* **WRITTEN EXERCISE**: Retype the lines below word for word, skipping the pictures.

* **RECORD EXTRACTS**:

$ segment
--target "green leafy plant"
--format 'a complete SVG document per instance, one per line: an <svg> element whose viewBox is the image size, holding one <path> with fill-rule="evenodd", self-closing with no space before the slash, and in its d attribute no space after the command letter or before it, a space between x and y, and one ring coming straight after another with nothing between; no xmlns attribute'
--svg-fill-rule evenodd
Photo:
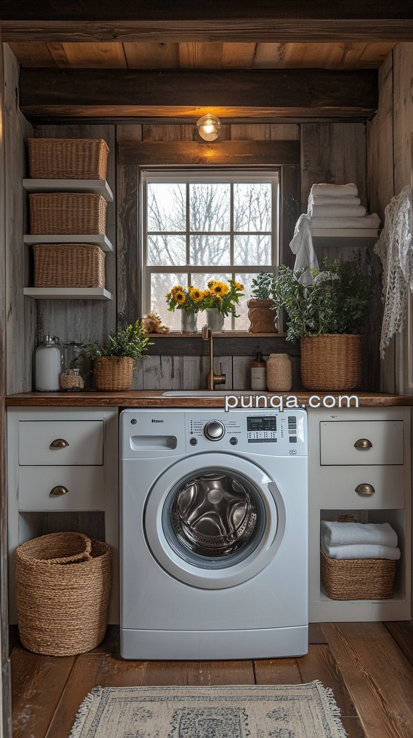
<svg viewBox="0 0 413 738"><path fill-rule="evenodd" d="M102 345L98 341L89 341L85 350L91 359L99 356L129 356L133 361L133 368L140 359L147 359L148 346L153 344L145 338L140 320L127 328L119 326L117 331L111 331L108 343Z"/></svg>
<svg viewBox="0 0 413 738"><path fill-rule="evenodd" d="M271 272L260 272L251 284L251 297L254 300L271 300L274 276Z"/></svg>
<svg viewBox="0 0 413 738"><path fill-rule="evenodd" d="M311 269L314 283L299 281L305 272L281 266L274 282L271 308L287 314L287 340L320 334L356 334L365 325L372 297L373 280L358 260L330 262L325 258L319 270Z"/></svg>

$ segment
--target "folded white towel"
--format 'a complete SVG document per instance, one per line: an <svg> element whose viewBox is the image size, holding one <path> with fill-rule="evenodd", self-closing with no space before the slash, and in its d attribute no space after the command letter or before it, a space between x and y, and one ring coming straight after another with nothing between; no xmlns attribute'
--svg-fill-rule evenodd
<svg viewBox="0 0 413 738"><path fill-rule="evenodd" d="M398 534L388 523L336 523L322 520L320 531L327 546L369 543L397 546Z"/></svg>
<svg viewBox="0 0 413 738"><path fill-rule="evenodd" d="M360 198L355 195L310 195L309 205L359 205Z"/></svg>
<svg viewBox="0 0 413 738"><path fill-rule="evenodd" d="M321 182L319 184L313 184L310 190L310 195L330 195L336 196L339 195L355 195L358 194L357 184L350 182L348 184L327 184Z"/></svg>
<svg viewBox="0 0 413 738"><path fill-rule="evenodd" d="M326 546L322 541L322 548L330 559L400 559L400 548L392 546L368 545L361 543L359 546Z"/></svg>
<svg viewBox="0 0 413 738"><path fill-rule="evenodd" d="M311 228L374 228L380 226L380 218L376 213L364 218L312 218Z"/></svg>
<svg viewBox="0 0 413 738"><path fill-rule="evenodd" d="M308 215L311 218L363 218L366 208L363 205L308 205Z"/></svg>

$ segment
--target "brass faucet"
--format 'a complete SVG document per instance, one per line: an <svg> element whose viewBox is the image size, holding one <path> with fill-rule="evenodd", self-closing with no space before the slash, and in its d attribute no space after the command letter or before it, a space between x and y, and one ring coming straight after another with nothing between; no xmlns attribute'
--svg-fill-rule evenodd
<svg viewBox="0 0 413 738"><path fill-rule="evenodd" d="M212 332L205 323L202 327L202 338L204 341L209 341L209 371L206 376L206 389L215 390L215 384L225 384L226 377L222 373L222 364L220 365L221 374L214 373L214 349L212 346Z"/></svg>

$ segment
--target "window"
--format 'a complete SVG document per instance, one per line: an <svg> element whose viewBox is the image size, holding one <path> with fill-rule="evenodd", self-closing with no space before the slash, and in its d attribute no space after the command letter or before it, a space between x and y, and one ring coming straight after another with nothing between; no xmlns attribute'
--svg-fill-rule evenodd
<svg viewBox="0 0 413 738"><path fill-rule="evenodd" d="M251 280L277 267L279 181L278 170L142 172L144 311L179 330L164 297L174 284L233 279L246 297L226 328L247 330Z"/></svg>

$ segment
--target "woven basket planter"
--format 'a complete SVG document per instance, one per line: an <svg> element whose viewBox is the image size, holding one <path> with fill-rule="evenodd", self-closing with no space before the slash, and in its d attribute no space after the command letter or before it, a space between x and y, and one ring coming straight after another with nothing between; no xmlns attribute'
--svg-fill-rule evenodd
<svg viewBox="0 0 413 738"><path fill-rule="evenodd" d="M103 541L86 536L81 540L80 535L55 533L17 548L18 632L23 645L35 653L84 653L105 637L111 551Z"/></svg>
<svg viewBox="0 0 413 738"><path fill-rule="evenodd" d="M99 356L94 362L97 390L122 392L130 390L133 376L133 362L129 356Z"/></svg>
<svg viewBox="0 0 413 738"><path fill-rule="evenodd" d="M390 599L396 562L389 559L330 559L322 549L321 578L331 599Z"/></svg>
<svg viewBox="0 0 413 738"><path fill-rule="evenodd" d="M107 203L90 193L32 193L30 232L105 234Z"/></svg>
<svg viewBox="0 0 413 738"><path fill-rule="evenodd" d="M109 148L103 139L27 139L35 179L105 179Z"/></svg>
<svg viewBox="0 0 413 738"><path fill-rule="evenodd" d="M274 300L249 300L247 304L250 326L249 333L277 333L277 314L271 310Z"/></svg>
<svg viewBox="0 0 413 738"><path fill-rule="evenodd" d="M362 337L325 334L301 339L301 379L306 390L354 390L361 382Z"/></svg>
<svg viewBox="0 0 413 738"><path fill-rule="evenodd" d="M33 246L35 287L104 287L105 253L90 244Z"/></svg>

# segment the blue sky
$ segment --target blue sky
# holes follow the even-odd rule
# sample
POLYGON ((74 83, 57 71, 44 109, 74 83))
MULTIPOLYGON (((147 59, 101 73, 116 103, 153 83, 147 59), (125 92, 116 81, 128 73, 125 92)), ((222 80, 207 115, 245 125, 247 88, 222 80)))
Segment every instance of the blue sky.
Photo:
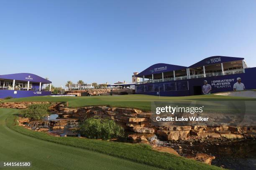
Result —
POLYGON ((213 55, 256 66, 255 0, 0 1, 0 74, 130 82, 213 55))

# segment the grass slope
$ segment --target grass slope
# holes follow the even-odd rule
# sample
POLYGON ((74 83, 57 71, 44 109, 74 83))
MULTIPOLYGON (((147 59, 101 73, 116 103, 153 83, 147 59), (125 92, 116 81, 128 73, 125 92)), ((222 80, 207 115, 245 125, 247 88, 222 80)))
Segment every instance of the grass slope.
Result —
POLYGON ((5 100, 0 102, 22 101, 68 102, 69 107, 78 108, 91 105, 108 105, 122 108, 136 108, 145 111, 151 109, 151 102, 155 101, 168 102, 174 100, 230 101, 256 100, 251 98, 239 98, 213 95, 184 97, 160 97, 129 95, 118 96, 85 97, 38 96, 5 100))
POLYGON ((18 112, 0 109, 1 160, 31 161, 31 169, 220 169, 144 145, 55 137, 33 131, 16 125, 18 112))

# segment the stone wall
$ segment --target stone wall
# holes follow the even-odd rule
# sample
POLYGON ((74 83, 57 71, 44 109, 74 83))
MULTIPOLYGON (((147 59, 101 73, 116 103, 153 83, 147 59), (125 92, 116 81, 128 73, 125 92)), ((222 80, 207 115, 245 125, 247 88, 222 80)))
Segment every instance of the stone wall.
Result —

* **RESULT OF THE EXERCISE**:
$ segment
--target "green leafy plant"
--format 'a complete SVG document per instance, one per line: an <svg> element whose viewBox is the image size, holding one <path> with fill-rule="evenodd", self-closing with no space before the slash, and in its d attribute no space after the command letter or before it, a space between x and y, and one ring coming straight after another with nothing between; no xmlns attribute'
--svg-fill-rule evenodd
Photo:
<svg viewBox="0 0 413 738"><path fill-rule="evenodd" d="M102 345L98 341L89 341L85 350L91 359L99 356L129 356L133 361L133 368L140 359L147 359L148 346L153 344L145 338L140 320L127 328L119 326L117 331L111 331L108 343Z"/></svg>
<svg viewBox="0 0 413 738"><path fill-rule="evenodd" d="M271 272L260 272L251 284L251 297L254 300L271 300L274 276Z"/></svg>
<svg viewBox="0 0 413 738"><path fill-rule="evenodd" d="M311 269L314 283L299 281L305 272L281 266L274 282L271 308L287 314L287 340L320 334L356 334L365 325L372 297L373 280L358 260L330 262L325 258L319 270Z"/></svg>

$ segment
--target "folded white towel"
--format 'a complete SVG document per instance, one per line: an <svg> element whose viewBox is the image size, holding one <path> with fill-rule="evenodd", self-closing with no space before the slash, and in its d attribute no space after the command letter or before it, a space between x and y, and one ring coming straight after another with nothing between; no xmlns attribute'
--svg-fill-rule evenodd
<svg viewBox="0 0 413 738"><path fill-rule="evenodd" d="M398 534L388 523L336 523L322 520L320 531L327 546L369 543L397 546Z"/></svg>
<svg viewBox="0 0 413 738"><path fill-rule="evenodd" d="M360 198L355 195L310 195L309 205L359 205Z"/></svg>
<svg viewBox="0 0 413 738"><path fill-rule="evenodd" d="M321 182L319 184L313 184L310 190L310 195L330 195L336 196L339 195L355 195L358 194L357 184L350 182L348 184L327 184Z"/></svg>
<svg viewBox="0 0 413 738"><path fill-rule="evenodd" d="M326 546L322 541L322 548L330 559L400 559L400 548L392 546L368 545L361 543L359 546Z"/></svg>
<svg viewBox="0 0 413 738"><path fill-rule="evenodd" d="M311 228L374 228L380 226L380 218L376 213L364 218L312 218Z"/></svg>
<svg viewBox="0 0 413 738"><path fill-rule="evenodd" d="M308 215L311 218L363 218L366 208L363 205L308 205Z"/></svg>

$ segment
--target "brass faucet"
--format 'a complete SVG document per instance, one per line: an <svg> element whose viewBox is the image size, holding one <path> with fill-rule="evenodd", self-closing with no space before the slash, and in its d attribute no space after the command letter or before it, a space between x and y, and one ring coming straight after another with nothing between; no xmlns attribute'
--svg-fill-rule evenodd
<svg viewBox="0 0 413 738"><path fill-rule="evenodd" d="M212 332L205 323L202 327L202 338L204 341L209 341L209 371L206 376L206 389L215 390L215 384L225 384L226 377L222 373L222 364L220 365L221 374L214 373L214 349L212 346Z"/></svg>

$ segment
--target "window"
--format 'a complete SVG document per instance, one per line: an <svg> element whose viewBox is the image size, holding one <path> with fill-rule="evenodd", self-closing with no space before the slash, and in its d attribute no space after the command letter or before it, a space between x and y, and one ring coming straight after another with nothing between; no xmlns attribute'
--svg-fill-rule evenodd
<svg viewBox="0 0 413 738"><path fill-rule="evenodd" d="M251 280L277 267L279 181L278 170L142 172L144 311L179 330L164 297L174 284L233 279L246 297L226 328L247 330Z"/></svg>

$ segment
--target "woven basket planter"
--format 'a complete SVG document per instance, one per line: an <svg> element whose viewBox is the image size, holding one <path> with fill-rule="evenodd", self-closing with no space before the slash, and in its d attribute no space after the command letter or before it, a space between x and y, and one ring coming straight after another with nothing between; no xmlns attribute'
--svg-fill-rule evenodd
<svg viewBox="0 0 413 738"><path fill-rule="evenodd" d="M103 541L86 536L81 540L80 535L55 533L17 548L18 632L23 645L35 653L84 653L105 637L111 551Z"/></svg>
<svg viewBox="0 0 413 738"><path fill-rule="evenodd" d="M99 356L94 362L97 390L122 392L130 390L133 376L133 362L129 356Z"/></svg>
<svg viewBox="0 0 413 738"><path fill-rule="evenodd" d="M390 599L396 562L389 559L330 559L322 549L321 578L331 599Z"/></svg>
<svg viewBox="0 0 413 738"><path fill-rule="evenodd" d="M107 203L90 193L32 193L30 232L105 234Z"/></svg>
<svg viewBox="0 0 413 738"><path fill-rule="evenodd" d="M109 148L103 139L27 139L35 179L105 179Z"/></svg>
<svg viewBox="0 0 413 738"><path fill-rule="evenodd" d="M274 300L249 300L247 304L250 326L249 333L277 333L277 314L271 310Z"/></svg>
<svg viewBox="0 0 413 738"><path fill-rule="evenodd" d="M362 337L325 334L301 339L301 379L306 390L354 390L361 382Z"/></svg>
<svg viewBox="0 0 413 738"><path fill-rule="evenodd" d="M33 246L35 287L104 287L105 253L90 244Z"/></svg>

# segment the blue sky
$ segment --target blue sky
# holes follow the even-odd rule
# sample
POLYGON ((74 83, 57 71, 44 109, 74 83))
MULTIPOLYGON (((147 59, 101 73, 116 103, 153 83, 147 59), (125 92, 116 81, 128 73, 125 92)), ((222 80, 207 115, 245 125, 247 88, 222 80)))
Segment every instance of the blue sky.
Photo:
Result —
POLYGON ((213 55, 256 66, 255 0, 0 1, 0 74, 130 82, 213 55))

# segment the grass slope
$ segment --target grass slope
# holes follow the even-odd rule
# sample
POLYGON ((74 83, 57 71, 44 109, 74 83))
MULTIPOLYGON (((147 59, 101 73, 116 103, 153 83, 147 59), (125 92, 116 81, 128 73, 125 92)), ((222 80, 207 115, 245 125, 247 88, 222 80)))
Segment every instance of the grass slope.
Result —
POLYGON ((5 100, 0 102, 22 101, 68 102, 69 107, 78 108, 91 105, 108 105, 122 108, 136 108, 145 111, 151 109, 151 102, 155 101, 168 102, 174 100, 230 101, 256 100, 251 98, 239 98, 213 95, 184 97, 160 97, 129 95, 118 96, 85 97, 38 96, 5 100))
POLYGON ((18 112, 0 109, 1 160, 31 161, 31 169, 220 169, 144 145, 55 137, 33 131, 16 125, 18 112))

# segment the stone wall
$ segment --target stone wall
# holes follow the even-odd rule
# sample
POLYGON ((74 83, 57 71, 44 109, 74 83))
MULTIPOLYGON (((147 59, 101 73, 116 103, 153 83, 147 59), (125 92, 116 81, 128 73, 125 92)), ((222 80, 207 115, 245 125, 247 88, 222 80)))
Segment every instance of the stone wall.
Result —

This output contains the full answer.